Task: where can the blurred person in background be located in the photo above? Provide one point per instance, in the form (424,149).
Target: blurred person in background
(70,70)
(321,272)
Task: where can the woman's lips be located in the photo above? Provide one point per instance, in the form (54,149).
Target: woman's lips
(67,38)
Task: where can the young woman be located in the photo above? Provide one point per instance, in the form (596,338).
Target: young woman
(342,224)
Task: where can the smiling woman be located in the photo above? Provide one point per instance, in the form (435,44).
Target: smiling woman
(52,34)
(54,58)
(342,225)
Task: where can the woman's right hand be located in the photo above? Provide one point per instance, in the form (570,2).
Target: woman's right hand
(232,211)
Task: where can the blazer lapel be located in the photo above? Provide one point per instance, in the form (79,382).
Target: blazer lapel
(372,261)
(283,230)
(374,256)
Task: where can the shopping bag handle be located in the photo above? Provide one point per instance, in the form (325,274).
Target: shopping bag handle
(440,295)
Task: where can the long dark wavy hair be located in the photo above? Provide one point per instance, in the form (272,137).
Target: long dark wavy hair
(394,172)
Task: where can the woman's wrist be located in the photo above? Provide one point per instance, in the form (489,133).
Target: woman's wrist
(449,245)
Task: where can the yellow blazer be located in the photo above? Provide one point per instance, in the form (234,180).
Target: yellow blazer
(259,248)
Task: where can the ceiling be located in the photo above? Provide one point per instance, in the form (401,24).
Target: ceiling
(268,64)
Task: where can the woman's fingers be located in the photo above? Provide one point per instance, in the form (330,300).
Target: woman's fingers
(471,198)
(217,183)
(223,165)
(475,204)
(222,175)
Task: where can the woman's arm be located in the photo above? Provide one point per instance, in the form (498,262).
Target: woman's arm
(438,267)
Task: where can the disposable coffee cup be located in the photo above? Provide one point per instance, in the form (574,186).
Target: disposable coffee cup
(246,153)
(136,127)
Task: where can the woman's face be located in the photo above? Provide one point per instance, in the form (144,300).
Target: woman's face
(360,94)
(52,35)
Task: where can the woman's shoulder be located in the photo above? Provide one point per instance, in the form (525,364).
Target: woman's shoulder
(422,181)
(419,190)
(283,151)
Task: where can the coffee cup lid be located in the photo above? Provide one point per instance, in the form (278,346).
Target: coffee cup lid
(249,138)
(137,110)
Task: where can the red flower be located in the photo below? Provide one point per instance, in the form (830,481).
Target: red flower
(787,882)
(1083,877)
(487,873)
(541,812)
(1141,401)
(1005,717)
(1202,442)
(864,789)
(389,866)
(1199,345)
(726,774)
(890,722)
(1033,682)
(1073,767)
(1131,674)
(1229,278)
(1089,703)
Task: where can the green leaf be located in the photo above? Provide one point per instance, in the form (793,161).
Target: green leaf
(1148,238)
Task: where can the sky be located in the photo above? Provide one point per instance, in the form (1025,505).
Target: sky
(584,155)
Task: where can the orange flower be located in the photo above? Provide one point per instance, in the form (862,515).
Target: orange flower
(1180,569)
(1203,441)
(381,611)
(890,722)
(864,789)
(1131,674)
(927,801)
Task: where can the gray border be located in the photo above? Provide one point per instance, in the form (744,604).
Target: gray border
━━━━━━
- [TASK REQUIREMENTS]
Repeat only the lines from the one holding "Task: where can the woman's fingers" through the last line of the data.

- [FULL RESPONSE]
Task: where can the woman's fingers be located in the photo above? Provide one point per instance, in the form (330,300).
Target: woman's fingers
(471,198)
(217,183)
(223,165)
(475,204)
(222,175)
Task: where can the woman's arm be located in the photo above? Provide one point per instance, in the form (498,262).
Target: woman's arm
(438,267)
Task: where can the disposable coffee cup be located in the photo above? Provide one point per instance, in the form (574,186).
Target: disposable coffee cup
(246,153)
(136,127)
Task: where can the woman's face be located in the photo above? Provide one point per instance, in the form (144,300).
Target: woman's face
(360,94)
(52,35)
Task: where can the woman's shoulder be located in the photo above? Provide one point per instance, in the form (525,364).
Target: woman's shoulder
(422,181)
(419,190)
(283,151)
Task: where can the coffee cup lid be located in the photo above? Provide one point per instance, in the form (278,346).
Target: coffee cup lid
(249,138)
(137,110)
Task: where can the red flower be located in the photo below? Provide one point per instance, in the form (830,481).
Target: red flower
(787,882)
(1083,877)
(487,873)
(541,812)
(1141,401)
(1005,717)
(1202,442)
(864,789)
(389,866)
(1199,345)
(726,774)
(890,722)
(1033,682)
(1073,767)
(1131,674)
(1229,278)
(1089,703)
Task: where can the green leaf be located in the photo above? Provide one point per instance, in the form (793,161).
Target: green leaf
(1148,238)
Task: where can the sky be located in the photo above? Provide one point per instance, in the form (1025,505).
Target: sky
(584,155)
Task: where can the orange flower be located in the photo above? Provide one point per instance, in the form (862,515).
Target: orange flower
(1180,569)
(1203,441)
(381,611)
(890,722)
(864,789)
(1131,674)
(927,801)
Task: where can the gray border be located in the photo above? Provide one point per instance, in the form (744,604).
Target: gray border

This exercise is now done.